*INSTRUCTIONS*
A – In the text on being judgmental, what is true seduction said to be about?
B – Continue the text on being judgmental from the point where it stops.

*PROVIDED TEXT*
=======
The answer is not in the foregoing choices... Sure it can be unattractive, but not too much, and this one trait I'm talking about, is much more unattractive.

It's "being judgmental".

Being judgmental is when you stereotype people, and you put them into your own categories of "types of people" without even knowing who they are. It's different from profiling, from reading people, and especially from "vibing" with people.

It does not matter whether you stereotype people positively or negatively, both will have negative consequences, and both will hamper your connection with her.

You might say, "I don't do that! I don't stereotype people, so how could I stereotype her." Well, how many times have you caught yourself saying "Women in bars and clubs are easy women" or that "Women who have tattoos are sluttier than usual."

If you have caught yourself uttering one of the above statements, or any statement similar to that, then you my friend, are stereotyping people. 

The Effects of Being Judgmental

Being judgmental brings forth many negative effects:

1. It cuts you off from "vibing" with her

When you can't vibe with her, that means, you can't "communicate" that well with her. You can't read her properly and you misinterpret all her actions.

In short, you can't connect with her, and when there's no connection, there's no rapport. When there's no rapport, she's never going to be comfortable with you. When she's not comfortable with you, then you're not gonna get any ass.

2. She's going to feel it, subconsciously

She's going to feel discriminated. No matter how much you try to hide it, she's certainly gonna feel she's being stereotyped, whether consciously or not. The reason is, you can't hide what you're feeling towards her totally. It will be revealed in the conversation, as a slip of the tongue, in the way you act towards her, in the way you talk with her, and in the way you construct the statements you utter to her.

When this happens, it's going to be much harder to, again, connect with her. True seduction after all, is about connection.

The Benefits of Not Being Judgmental, and Not Stereotyping People

Have you ever met a person who never stereotyped other people? Who never judged other people on their morality? Who never categorized certain people into certain groups and categories? Who never gave out a biased opinion against any person?

If you did, then I'm sure you will agree with me when I say, he/she has a very "cool" vibe. You'll like being around that person for sure, because you know that whatever you do, he/she won't put you in any category without good reason, and you know he/she will never judge your morality.
=======
*DATA EXTRACT*
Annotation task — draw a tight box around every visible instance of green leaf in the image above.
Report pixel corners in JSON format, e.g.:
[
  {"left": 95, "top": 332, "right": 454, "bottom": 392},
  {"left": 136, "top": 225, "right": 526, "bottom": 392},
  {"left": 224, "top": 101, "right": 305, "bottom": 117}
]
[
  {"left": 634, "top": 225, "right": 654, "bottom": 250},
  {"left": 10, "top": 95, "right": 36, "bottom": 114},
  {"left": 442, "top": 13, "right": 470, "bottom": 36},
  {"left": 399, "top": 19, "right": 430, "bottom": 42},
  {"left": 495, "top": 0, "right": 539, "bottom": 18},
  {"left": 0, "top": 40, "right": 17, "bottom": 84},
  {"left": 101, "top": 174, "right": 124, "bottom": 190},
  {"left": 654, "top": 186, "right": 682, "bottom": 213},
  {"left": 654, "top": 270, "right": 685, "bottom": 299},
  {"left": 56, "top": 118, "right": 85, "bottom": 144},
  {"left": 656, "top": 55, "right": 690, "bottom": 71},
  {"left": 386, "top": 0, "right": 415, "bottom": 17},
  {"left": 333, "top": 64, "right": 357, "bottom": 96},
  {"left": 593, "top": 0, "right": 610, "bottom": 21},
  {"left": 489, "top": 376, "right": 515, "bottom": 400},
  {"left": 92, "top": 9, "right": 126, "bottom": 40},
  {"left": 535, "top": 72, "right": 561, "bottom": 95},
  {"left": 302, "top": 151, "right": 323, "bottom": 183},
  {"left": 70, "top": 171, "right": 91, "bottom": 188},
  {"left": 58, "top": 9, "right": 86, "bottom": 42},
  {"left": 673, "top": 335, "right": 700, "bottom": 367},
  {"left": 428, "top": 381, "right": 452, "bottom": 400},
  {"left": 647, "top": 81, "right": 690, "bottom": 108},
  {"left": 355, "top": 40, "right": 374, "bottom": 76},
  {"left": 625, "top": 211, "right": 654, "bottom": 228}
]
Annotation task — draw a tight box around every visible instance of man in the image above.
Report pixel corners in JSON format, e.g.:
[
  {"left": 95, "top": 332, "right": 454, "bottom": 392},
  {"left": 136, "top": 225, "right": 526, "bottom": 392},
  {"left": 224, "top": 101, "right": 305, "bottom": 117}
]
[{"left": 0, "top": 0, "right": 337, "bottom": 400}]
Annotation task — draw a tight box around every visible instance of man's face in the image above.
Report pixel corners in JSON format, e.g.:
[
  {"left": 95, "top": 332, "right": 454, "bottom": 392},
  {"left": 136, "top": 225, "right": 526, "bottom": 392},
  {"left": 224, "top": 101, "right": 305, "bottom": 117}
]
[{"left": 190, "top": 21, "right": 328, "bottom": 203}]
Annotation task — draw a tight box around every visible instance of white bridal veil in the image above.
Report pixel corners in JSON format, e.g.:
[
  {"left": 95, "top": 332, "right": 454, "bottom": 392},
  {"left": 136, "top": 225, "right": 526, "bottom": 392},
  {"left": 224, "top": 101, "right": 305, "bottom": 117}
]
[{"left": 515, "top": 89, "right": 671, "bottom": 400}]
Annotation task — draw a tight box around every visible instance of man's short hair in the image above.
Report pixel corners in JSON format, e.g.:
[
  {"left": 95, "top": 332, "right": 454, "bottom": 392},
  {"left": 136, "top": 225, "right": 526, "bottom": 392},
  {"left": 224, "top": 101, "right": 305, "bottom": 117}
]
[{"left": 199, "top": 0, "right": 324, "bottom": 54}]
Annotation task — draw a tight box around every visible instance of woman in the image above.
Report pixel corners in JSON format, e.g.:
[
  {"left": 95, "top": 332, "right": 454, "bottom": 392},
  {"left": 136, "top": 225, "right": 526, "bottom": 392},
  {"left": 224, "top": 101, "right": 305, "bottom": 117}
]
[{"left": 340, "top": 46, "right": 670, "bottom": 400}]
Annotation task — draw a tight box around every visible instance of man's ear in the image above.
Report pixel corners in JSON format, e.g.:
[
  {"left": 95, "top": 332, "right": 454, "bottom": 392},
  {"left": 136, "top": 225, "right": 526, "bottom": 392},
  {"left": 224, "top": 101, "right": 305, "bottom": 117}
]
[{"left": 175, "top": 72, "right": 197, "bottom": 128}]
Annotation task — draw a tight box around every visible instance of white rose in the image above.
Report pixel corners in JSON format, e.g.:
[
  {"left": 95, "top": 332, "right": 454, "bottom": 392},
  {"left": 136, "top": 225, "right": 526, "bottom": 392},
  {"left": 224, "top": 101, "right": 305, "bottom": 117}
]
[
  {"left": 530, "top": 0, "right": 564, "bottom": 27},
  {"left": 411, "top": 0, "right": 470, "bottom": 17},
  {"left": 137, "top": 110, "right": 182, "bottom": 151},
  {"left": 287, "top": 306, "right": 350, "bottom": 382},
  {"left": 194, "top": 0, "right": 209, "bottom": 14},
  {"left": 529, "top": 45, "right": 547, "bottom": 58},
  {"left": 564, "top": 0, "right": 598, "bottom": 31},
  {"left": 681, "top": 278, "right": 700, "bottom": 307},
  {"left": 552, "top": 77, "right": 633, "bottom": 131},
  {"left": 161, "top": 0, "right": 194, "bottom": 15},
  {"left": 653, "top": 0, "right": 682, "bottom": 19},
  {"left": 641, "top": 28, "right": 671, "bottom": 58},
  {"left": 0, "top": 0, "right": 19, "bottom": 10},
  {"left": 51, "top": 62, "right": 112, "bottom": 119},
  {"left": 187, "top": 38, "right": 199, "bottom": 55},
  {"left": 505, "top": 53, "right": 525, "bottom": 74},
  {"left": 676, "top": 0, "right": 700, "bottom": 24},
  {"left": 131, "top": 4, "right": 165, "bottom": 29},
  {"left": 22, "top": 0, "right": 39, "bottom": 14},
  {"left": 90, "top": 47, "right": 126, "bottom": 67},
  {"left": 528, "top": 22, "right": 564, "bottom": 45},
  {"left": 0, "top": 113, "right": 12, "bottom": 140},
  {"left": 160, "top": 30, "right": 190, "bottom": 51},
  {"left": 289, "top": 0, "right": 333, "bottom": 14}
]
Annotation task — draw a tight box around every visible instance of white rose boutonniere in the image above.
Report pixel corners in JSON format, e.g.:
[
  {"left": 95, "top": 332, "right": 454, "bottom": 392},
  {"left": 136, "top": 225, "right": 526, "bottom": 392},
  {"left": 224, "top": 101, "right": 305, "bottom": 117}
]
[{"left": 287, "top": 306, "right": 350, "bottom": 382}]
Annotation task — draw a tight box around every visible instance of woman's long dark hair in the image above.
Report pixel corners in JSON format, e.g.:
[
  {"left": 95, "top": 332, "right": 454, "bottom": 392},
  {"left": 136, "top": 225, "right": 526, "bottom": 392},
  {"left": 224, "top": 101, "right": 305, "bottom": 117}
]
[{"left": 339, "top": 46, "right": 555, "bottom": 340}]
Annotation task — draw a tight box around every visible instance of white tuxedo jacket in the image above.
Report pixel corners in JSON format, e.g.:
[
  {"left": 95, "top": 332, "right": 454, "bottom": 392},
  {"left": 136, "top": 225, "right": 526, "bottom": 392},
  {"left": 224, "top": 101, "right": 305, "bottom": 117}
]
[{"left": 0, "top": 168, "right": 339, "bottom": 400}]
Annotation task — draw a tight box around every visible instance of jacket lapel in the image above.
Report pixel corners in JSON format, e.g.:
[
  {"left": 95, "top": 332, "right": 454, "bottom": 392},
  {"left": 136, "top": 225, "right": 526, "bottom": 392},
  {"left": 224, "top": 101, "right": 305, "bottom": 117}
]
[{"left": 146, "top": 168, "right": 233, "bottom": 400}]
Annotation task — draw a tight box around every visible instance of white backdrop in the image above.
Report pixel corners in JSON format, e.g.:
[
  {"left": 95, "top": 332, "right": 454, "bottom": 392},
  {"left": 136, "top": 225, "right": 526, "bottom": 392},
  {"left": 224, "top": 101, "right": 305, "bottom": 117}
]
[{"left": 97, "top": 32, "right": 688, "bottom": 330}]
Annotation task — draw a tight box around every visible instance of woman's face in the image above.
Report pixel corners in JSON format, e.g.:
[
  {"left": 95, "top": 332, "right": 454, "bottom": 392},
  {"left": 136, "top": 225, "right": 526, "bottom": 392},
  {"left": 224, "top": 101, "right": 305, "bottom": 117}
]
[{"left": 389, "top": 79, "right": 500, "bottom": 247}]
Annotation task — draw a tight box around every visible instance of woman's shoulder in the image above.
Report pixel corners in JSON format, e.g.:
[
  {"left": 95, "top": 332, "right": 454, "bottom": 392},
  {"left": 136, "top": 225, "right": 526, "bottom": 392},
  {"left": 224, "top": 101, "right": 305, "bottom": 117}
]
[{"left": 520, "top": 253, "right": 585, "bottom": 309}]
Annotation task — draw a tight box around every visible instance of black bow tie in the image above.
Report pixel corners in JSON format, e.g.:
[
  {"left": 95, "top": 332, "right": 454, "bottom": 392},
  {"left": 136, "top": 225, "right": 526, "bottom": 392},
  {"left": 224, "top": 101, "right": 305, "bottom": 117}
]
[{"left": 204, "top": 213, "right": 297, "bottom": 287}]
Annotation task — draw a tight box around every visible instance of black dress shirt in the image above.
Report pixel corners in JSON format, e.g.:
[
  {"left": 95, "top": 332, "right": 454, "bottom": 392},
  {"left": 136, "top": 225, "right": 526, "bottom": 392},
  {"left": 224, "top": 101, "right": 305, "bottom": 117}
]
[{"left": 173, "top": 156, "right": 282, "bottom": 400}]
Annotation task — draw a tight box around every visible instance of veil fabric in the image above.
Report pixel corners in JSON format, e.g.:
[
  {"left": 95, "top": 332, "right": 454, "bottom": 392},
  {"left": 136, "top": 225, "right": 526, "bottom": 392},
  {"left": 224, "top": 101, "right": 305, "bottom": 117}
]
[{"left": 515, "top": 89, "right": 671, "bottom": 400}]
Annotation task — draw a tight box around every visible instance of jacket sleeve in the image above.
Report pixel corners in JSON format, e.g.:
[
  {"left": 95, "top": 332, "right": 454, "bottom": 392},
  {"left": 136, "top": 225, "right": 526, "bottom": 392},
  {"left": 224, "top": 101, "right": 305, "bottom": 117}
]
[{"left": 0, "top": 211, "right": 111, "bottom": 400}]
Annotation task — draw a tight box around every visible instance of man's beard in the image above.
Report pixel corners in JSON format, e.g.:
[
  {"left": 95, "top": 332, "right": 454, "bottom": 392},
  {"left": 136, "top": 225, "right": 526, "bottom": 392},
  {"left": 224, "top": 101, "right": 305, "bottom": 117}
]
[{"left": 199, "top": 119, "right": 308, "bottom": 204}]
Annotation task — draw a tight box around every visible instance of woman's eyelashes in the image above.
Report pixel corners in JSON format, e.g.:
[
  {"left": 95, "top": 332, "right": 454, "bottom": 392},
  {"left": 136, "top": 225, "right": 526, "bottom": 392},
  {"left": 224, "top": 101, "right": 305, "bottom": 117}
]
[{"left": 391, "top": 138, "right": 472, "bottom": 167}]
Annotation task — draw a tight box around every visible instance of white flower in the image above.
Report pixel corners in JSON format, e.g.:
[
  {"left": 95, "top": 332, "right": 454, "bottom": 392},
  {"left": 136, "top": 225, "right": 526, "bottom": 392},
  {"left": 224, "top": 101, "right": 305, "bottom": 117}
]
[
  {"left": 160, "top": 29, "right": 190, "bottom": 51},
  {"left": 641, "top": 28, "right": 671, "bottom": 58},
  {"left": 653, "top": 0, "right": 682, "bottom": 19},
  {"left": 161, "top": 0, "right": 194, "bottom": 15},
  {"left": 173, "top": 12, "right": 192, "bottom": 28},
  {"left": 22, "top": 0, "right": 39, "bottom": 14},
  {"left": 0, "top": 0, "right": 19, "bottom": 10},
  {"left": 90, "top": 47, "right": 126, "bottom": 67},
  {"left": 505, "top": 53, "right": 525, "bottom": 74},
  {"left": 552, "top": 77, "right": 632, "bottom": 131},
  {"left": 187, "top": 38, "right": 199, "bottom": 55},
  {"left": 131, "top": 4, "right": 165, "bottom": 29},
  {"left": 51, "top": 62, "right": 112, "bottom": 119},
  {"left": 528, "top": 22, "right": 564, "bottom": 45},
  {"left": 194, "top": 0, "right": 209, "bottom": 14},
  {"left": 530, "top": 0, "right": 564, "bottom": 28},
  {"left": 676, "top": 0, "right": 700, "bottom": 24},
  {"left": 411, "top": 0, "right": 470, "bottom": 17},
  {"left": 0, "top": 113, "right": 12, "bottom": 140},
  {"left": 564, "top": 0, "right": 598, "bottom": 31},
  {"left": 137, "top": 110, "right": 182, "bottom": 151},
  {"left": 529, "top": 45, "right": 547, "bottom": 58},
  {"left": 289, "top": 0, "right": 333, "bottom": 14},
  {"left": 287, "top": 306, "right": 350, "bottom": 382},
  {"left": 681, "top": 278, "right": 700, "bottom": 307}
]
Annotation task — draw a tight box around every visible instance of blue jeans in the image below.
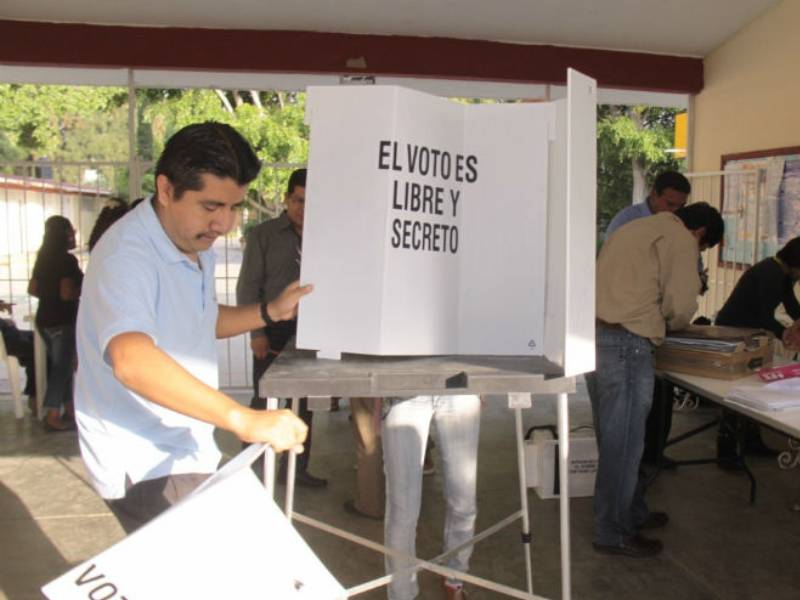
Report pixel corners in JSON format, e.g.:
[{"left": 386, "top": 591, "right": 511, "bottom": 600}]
[
  {"left": 587, "top": 325, "right": 653, "bottom": 545},
  {"left": 42, "top": 325, "right": 77, "bottom": 410},
  {"left": 382, "top": 396, "right": 481, "bottom": 600}
]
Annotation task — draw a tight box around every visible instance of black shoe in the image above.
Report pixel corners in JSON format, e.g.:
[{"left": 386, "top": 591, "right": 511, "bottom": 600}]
[
  {"left": 292, "top": 471, "right": 328, "bottom": 487},
  {"left": 636, "top": 511, "right": 669, "bottom": 531},
  {"left": 744, "top": 441, "right": 780, "bottom": 458},
  {"left": 592, "top": 535, "right": 664, "bottom": 558},
  {"left": 344, "top": 500, "right": 383, "bottom": 521},
  {"left": 717, "top": 456, "right": 744, "bottom": 472}
]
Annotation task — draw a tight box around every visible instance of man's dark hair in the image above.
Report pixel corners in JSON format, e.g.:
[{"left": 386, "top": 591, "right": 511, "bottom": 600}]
[
  {"left": 674, "top": 202, "right": 725, "bottom": 248},
  {"left": 156, "top": 121, "right": 261, "bottom": 199},
  {"left": 777, "top": 237, "right": 800, "bottom": 269},
  {"left": 286, "top": 169, "right": 308, "bottom": 195},
  {"left": 653, "top": 171, "right": 692, "bottom": 195}
]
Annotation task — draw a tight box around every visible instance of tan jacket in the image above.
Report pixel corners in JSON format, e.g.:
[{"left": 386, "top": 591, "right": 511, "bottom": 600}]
[{"left": 596, "top": 212, "right": 700, "bottom": 344}]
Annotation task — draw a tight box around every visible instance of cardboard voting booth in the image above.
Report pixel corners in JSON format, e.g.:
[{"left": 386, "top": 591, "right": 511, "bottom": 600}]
[
  {"left": 42, "top": 445, "right": 347, "bottom": 600},
  {"left": 297, "top": 71, "right": 596, "bottom": 374}
]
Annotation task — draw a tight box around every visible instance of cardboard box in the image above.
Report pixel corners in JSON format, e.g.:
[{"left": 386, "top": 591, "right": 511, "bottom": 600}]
[
  {"left": 655, "top": 325, "right": 774, "bottom": 380},
  {"left": 525, "top": 429, "right": 597, "bottom": 500}
]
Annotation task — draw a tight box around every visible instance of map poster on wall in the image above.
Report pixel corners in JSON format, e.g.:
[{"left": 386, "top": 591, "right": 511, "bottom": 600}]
[
  {"left": 720, "top": 147, "right": 800, "bottom": 266},
  {"left": 297, "top": 86, "right": 555, "bottom": 357}
]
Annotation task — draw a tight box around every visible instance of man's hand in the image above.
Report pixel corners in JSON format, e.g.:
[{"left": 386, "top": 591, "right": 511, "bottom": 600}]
[
  {"left": 233, "top": 409, "right": 308, "bottom": 452},
  {"left": 267, "top": 281, "right": 314, "bottom": 321},
  {"left": 250, "top": 335, "right": 269, "bottom": 360}
]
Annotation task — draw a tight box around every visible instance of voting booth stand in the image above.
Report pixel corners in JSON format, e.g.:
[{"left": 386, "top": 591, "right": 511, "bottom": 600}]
[{"left": 268, "top": 70, "right": 596, "bottom": 598}]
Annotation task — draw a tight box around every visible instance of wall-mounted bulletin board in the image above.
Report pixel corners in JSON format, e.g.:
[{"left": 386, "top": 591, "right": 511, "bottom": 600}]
[{"left": 720, "top": 146, "right": 800, "bottom": 267}]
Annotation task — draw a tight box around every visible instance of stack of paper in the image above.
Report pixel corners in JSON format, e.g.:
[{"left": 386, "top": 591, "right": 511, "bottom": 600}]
[
  {"left": 664, "top": 335, "right": 742, "bottom": 352},
  {"left": 727, "top": 379, "right": 800, "bottom": 411}
]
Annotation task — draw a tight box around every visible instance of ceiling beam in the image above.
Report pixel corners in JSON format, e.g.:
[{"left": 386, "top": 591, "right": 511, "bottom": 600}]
[{"left": 0, "top": 20, "right": 703, "bottom": 94}]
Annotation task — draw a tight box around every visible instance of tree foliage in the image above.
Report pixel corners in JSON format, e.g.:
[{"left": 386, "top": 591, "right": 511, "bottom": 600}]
[
  {"left": 0, "top": 84, "right": 680, "bottom": 231},
  {"left": 597, "top": 105, "right": 682, "bottom": 232}
]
=======
*ANSWERS BY TASK*
A – Connection.

B –
And because of this, it is easy for you to open up to him/her, and you'll find it easy to converse with him/her.

That's what any woman will feel when you're not stereotyping her, or when you're not quick to judge her, or anyone for that matter. Connections are made easily because she feels at ease opening herself up with you. She can tell you anything and she'll feel good about telling you about it because you won't compare her to anyone nor say she's wrong, etc.

Great trait to have right? That's definitely an attractive trait, and if you are able to master this trait, seduction would be as easy as breathing for you. 

But... how do we avoid being judgmental and stereotyping people?

How to Avoid Stereotyping Her

First of all, you have to start within yourself. Stereotyping people will usually come from your beliefs and personal opinions about the people of the world. So, a way to avoid stereotyping her (and people in general) is changing your beliefs about the categories of people, especially those you don't like. Treat any other woman as a blank tablet, always ready to prove herself to you. 

Second, don't judge actions, and people for that matter, on the basis of whether it is morally right or wrong, or good or bad. You yourself had done a lot of wrong my friend, and you're not in a position to do that. It is not your job in this world to judge people on their morality, it is God's duty, and you should be grateful it is not your job.

Last but not the least, athough this might be the easiest to do, is to be aware of yourself when you find yourself being judgmental or stereotyping people. Oddly enough, when you find yourself stereotyping people, that in itself would help you avoid stereotyping her and then you emit a more positive and cool vibe.